Text zum Lesen |
Mittelschwaebische Nachrichten
Was Deutsche und Türken verbindet und trennt
Günzburger Ditib-Gemeinde versucht einen Brückenschlag, der wenige Hundert Meter entfernt torpediert wird
Günzburg Die Teestube der türkisch-islamischen Gemeinde Ditib in Günzburg war am Samstagnachmittag gut besucht. Schließlich ging es um Fußball: Ein Spiel der Süper Lig lief auf zwei Großbildschirmen. Da war auch der im selben Gebäude befindliche Friseur, der Haare und Bärte für wenig Geld stutzt, plötzlich beschäftigungslos. In einem Raum der Teestube hängen die deutsche und türkische Flagge – und drei eingerahmte Fotos. In der Mitte, groß, ist Staatsgründer Mustafa Kemal Atatürk abgebildet. Rechts daneben der aktuelle Staatspräsident Recep Tayyip Erdogan. Und links – bereits vor seinem offiziellen Amtsantritt am gestrigen Sonntag – Bundespräsident Frank-Walter Steinmeier.

Auszug aus Daten |
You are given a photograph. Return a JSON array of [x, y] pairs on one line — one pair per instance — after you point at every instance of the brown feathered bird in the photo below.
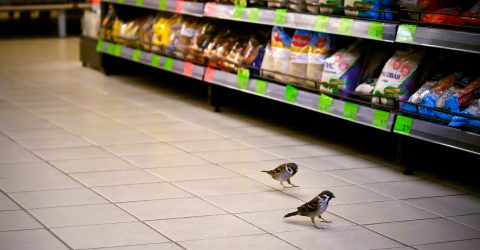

Angaben zur Aufgabe | Was lief laut dem Artikel über die Günzburger Ditib-Gemeinde am Samstagnachmittag auf den zwei Großbildschirmen in der Teestube? Verlass dich dabei nur auf den Artikel.

Vollständige Antwort | Ein Fußballspiel der Süper Lig.